> Written exercise
Repeat word for word everything from the line containing "Expected: a marker on each instance of the chrome" to the end of the listing, first and last lines included, and only that.

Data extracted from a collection

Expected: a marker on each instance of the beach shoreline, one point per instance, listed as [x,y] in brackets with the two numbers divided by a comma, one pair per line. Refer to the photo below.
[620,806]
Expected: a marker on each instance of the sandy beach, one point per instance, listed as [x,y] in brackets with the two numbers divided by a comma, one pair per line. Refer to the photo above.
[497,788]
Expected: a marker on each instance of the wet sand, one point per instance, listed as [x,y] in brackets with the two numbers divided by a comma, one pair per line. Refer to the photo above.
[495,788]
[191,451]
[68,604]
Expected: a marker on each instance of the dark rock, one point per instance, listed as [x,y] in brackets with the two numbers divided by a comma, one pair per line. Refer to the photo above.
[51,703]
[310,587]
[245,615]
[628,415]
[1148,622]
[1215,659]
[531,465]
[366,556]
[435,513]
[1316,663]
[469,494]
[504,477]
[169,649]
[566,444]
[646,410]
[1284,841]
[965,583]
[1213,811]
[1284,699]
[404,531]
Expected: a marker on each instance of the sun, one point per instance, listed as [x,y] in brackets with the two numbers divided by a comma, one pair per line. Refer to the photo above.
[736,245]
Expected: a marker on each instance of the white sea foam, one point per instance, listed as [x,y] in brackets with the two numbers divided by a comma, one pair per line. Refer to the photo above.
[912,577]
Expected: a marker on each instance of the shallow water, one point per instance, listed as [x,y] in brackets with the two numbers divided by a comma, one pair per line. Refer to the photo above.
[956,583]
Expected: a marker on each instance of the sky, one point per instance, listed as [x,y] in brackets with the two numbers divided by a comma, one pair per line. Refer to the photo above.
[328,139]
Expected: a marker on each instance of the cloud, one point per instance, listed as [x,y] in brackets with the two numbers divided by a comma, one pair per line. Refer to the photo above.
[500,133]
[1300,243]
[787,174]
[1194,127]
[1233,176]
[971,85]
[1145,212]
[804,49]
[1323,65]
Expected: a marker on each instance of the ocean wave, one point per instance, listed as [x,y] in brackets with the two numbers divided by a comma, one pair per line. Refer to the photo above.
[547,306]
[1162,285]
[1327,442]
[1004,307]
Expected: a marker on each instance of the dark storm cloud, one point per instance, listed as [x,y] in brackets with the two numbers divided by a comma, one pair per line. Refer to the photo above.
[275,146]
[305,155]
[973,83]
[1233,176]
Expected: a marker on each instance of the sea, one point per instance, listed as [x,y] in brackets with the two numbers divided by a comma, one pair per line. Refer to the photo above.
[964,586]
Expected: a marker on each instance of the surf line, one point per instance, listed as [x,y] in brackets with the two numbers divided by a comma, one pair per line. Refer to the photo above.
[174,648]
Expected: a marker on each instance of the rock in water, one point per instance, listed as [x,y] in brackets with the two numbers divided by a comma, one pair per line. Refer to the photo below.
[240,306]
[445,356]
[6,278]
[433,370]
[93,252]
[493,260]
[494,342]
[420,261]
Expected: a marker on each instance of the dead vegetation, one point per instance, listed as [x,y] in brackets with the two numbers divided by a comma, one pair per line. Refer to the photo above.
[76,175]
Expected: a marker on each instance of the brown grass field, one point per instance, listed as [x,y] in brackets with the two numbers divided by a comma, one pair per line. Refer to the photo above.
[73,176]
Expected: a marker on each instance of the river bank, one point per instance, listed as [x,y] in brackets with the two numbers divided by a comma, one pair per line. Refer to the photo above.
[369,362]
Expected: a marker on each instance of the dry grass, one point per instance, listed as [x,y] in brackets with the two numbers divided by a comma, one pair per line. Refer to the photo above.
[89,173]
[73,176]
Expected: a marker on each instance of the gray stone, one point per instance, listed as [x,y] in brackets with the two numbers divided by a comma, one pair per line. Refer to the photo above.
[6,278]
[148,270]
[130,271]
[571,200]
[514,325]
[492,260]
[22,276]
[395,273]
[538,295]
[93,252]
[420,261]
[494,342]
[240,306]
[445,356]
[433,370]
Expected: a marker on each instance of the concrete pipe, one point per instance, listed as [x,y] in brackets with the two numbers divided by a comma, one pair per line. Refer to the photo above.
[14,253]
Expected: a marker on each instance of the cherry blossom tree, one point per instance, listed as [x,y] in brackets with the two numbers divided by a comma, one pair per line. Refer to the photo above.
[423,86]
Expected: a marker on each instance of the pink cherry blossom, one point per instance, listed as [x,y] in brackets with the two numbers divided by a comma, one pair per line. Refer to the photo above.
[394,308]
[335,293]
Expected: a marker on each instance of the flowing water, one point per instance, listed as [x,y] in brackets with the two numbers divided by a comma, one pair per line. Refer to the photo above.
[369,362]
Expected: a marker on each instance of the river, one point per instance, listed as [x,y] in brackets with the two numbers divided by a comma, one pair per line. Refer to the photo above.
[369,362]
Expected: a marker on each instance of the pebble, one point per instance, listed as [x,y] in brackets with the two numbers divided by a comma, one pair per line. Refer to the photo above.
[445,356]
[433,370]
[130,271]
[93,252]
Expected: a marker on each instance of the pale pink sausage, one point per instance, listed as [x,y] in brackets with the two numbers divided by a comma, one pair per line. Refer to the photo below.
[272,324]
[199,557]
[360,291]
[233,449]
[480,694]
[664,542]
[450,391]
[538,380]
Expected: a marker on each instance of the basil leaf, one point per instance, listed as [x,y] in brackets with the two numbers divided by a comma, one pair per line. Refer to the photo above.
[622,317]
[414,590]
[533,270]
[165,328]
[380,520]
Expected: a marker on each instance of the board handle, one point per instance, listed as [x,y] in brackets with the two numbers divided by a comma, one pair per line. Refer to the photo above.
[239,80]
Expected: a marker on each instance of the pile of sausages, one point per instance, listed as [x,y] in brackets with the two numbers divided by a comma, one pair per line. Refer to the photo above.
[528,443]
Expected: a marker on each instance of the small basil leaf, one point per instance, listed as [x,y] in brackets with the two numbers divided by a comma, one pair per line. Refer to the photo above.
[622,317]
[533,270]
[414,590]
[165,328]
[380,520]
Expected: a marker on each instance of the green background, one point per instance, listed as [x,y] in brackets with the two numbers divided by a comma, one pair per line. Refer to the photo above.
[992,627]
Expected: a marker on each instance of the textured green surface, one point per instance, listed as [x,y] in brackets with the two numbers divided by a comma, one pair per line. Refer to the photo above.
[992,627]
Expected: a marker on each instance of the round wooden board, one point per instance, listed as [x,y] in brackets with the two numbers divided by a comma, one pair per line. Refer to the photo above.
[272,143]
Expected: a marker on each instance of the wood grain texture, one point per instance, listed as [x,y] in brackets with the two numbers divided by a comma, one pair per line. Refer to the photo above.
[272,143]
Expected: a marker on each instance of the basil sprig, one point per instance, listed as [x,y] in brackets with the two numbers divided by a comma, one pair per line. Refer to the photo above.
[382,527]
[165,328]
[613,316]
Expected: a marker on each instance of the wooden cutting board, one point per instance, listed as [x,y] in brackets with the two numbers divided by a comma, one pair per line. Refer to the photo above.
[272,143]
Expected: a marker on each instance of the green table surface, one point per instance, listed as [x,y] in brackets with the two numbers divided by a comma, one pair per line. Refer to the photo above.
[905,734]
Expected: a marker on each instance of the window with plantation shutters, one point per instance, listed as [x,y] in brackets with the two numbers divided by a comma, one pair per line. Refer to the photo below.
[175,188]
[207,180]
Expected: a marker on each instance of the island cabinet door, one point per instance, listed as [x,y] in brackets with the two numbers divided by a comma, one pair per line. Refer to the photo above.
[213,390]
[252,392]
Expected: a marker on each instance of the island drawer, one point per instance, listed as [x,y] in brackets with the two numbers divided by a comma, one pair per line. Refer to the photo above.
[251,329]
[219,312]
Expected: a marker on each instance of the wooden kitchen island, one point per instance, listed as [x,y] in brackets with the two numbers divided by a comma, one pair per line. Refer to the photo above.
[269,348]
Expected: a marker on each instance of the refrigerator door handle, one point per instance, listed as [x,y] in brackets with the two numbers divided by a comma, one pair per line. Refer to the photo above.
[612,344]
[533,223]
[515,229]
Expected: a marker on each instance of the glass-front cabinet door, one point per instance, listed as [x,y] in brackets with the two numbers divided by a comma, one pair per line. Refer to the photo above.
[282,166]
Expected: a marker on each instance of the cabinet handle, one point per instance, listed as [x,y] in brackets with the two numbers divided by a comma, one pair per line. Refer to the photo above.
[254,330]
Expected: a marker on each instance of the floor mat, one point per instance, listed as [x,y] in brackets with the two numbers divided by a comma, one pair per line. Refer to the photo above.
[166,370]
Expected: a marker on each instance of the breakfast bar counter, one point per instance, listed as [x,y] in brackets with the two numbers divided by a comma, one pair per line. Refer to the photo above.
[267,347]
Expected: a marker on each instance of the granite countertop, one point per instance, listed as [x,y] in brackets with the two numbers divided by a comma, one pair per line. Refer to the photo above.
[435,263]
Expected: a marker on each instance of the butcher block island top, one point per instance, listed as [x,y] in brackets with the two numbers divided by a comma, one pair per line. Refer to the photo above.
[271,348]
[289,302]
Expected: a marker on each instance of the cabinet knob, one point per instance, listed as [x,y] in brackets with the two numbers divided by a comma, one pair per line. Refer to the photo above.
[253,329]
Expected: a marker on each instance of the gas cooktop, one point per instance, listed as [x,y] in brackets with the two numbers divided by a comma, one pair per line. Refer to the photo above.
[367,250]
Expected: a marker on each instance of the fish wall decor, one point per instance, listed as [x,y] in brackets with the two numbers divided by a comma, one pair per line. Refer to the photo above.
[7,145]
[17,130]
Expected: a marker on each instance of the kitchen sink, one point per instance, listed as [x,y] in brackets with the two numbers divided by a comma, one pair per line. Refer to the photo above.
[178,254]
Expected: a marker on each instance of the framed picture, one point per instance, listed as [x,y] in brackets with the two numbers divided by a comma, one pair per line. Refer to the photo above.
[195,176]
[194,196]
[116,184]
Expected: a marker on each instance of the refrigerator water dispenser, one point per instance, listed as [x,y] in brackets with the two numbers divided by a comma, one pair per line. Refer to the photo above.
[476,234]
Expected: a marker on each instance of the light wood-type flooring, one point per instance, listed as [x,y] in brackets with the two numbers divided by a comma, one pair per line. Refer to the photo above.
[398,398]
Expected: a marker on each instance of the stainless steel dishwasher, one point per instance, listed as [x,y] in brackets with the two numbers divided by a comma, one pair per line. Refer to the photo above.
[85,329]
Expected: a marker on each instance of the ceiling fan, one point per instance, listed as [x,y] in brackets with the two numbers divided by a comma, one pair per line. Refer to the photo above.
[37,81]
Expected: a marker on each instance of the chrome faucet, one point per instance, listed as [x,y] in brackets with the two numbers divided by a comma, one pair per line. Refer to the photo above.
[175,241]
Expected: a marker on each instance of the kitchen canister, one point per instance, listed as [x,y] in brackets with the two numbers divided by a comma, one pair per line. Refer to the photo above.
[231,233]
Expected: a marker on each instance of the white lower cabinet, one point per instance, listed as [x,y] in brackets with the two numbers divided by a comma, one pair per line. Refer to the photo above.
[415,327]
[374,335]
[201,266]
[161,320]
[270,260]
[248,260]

> Result below
Expected: a marker on each instance of the chrome faucet, one point per instance, listed as [x,y] in brackets with the two numbers divided by a comma, one pair per line. Refer to the photo above.
[175,241]
Expected: a marker on each instance of the kitchen canister, one point per instance, listed as [x,y] in brackets with the two numbers divided by a comma, one pair per line. Refer to the photo above.
[231,233]
Expected: a marker on each instance of the white lower cabinet, one point per instance, listed as [x,y] in brackets with the two numbers divided by a comma, one pair per line. Refer to the photo above.
[415,327]
[374,335]
[201,266]
[161,320]
[270,260]
[248,260]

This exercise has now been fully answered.